Coordinate annotation entries
######
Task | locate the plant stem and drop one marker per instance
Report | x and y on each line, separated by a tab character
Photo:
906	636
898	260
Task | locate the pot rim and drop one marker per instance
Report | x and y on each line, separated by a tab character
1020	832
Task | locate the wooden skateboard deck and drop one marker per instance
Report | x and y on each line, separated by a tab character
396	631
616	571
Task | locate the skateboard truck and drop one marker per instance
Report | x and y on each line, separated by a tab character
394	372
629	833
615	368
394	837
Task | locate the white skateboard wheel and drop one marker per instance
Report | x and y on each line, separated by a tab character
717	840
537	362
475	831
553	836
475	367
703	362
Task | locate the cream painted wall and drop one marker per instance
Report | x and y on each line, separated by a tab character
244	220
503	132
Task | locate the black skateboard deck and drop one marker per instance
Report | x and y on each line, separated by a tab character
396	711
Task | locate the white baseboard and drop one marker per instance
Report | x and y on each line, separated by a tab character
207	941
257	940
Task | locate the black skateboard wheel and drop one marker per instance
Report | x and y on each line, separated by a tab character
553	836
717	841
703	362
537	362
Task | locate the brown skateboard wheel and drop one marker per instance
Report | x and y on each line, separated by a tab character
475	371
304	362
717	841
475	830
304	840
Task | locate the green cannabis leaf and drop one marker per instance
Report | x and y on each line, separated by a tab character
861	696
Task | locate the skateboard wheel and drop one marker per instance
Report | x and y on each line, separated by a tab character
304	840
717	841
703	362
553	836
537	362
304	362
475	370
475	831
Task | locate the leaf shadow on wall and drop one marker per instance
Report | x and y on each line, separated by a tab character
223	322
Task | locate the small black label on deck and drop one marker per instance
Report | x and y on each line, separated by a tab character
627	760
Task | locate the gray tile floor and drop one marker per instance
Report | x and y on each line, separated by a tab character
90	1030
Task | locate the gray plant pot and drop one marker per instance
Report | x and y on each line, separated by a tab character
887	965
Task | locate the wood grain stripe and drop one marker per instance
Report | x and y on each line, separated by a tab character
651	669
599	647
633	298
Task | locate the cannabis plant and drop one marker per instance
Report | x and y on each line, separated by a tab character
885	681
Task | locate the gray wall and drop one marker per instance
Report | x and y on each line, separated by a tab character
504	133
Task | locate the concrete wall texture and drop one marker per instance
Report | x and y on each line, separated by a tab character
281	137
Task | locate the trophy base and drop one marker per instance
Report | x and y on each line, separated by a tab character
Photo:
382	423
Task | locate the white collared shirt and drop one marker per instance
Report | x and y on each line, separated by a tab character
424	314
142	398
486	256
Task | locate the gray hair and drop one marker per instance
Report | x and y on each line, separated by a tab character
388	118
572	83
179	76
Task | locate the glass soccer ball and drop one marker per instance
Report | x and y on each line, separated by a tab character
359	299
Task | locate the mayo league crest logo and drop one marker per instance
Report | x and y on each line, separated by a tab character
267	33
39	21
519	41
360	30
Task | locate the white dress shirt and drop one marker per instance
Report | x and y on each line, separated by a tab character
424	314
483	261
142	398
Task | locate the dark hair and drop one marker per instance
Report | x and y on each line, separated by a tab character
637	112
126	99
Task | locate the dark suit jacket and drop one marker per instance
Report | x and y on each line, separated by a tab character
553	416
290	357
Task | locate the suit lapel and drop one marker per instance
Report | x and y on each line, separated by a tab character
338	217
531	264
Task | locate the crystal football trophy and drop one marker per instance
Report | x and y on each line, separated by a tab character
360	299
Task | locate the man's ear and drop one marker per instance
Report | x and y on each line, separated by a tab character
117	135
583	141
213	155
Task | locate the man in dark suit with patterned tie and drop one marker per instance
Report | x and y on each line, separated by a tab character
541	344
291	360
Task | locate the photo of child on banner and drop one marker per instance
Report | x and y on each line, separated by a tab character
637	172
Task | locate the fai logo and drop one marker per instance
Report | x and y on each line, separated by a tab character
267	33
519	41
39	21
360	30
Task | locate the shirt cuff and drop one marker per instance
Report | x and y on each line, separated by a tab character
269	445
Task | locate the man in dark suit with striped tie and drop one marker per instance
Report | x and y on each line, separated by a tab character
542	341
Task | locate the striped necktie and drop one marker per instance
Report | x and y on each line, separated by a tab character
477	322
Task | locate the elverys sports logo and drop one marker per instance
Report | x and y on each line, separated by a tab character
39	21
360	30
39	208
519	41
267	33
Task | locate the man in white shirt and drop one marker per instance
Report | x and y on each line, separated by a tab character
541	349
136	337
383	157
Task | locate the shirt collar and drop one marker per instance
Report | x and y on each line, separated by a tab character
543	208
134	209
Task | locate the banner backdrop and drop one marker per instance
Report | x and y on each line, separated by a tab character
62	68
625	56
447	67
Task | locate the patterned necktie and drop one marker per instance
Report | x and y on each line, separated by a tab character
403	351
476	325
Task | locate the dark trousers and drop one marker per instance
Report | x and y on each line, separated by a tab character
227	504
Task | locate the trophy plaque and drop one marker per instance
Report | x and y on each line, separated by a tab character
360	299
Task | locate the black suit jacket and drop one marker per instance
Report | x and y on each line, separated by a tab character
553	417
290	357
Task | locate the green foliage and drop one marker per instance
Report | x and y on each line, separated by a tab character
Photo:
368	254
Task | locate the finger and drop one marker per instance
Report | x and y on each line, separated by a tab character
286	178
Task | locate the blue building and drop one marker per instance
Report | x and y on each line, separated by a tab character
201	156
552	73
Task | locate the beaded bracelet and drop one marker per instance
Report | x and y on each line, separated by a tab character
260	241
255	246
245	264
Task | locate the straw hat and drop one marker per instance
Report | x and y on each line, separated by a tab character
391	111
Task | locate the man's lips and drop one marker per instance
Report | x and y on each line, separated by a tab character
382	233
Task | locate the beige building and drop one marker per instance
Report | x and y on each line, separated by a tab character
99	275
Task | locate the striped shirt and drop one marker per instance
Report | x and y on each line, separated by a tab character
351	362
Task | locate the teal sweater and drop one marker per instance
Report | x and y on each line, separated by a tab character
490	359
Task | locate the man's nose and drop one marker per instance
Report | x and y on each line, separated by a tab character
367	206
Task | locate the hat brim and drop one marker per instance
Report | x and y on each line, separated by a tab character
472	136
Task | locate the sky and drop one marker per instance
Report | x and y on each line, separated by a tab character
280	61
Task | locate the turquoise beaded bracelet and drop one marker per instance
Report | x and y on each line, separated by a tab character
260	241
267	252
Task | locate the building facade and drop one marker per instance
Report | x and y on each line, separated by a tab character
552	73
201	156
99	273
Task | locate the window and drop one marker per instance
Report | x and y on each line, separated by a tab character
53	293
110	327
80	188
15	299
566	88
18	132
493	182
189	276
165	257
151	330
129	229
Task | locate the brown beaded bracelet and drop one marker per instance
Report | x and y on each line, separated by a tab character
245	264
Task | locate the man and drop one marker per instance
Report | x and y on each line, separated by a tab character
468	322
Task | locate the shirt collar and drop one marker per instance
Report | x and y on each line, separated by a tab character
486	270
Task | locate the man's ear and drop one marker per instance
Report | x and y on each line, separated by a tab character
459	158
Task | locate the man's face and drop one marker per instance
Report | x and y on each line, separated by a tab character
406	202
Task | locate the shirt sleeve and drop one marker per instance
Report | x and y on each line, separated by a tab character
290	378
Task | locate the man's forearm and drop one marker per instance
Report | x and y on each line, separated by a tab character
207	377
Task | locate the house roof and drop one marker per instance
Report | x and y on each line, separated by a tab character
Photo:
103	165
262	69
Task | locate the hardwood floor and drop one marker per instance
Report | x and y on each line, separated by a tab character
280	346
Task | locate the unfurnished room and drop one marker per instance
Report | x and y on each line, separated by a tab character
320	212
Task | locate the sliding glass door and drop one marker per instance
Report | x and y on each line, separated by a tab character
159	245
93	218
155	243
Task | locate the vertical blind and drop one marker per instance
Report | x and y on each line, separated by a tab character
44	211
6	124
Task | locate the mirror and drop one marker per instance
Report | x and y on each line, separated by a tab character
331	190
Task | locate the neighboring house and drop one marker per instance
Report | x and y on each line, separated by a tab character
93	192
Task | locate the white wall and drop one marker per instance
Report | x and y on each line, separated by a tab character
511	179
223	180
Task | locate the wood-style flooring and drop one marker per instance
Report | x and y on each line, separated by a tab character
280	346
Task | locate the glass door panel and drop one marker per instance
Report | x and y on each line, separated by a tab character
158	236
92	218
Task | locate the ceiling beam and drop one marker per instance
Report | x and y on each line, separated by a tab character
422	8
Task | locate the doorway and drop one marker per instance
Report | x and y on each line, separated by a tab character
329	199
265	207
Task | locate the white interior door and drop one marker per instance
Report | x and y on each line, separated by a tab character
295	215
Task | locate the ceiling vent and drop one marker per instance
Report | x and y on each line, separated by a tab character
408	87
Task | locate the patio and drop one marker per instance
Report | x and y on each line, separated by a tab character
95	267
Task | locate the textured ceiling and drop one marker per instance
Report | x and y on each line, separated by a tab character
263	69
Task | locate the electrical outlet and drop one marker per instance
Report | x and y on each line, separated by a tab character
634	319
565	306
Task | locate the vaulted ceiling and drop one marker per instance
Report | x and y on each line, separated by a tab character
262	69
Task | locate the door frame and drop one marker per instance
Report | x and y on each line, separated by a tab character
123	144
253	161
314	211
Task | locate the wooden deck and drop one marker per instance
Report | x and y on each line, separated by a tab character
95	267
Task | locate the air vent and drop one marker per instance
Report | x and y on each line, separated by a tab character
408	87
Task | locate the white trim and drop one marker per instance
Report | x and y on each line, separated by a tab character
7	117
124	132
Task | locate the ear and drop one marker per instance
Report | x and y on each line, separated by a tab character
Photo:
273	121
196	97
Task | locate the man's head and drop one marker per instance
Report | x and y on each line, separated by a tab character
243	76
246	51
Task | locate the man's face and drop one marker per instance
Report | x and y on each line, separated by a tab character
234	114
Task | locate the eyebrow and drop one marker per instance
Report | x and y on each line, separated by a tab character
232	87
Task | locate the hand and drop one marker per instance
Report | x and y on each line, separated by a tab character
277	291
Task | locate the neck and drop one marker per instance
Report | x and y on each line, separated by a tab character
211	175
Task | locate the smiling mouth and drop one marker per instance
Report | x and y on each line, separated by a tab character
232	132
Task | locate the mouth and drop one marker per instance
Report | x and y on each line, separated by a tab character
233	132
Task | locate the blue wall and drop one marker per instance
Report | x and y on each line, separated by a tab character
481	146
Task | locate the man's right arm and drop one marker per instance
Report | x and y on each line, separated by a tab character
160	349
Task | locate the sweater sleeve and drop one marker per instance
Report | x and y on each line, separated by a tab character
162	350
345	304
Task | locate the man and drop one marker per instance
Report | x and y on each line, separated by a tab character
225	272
######
Aim of the exercise: Rewrite the part of the rows that opens with the line containing "Task | locate the sweater" and runs to the last row, changing "marker" to "pin" and keeping everything else as it is.

Solution for this problem:
Task | locate the sweater sleeve and drop one pin per instance
Report | x and y on each line, separated by a tab character
162	350
345	304
Task | locate the man and drop one pin per instance
Report | x and y on each line, separated by a tab character
225	272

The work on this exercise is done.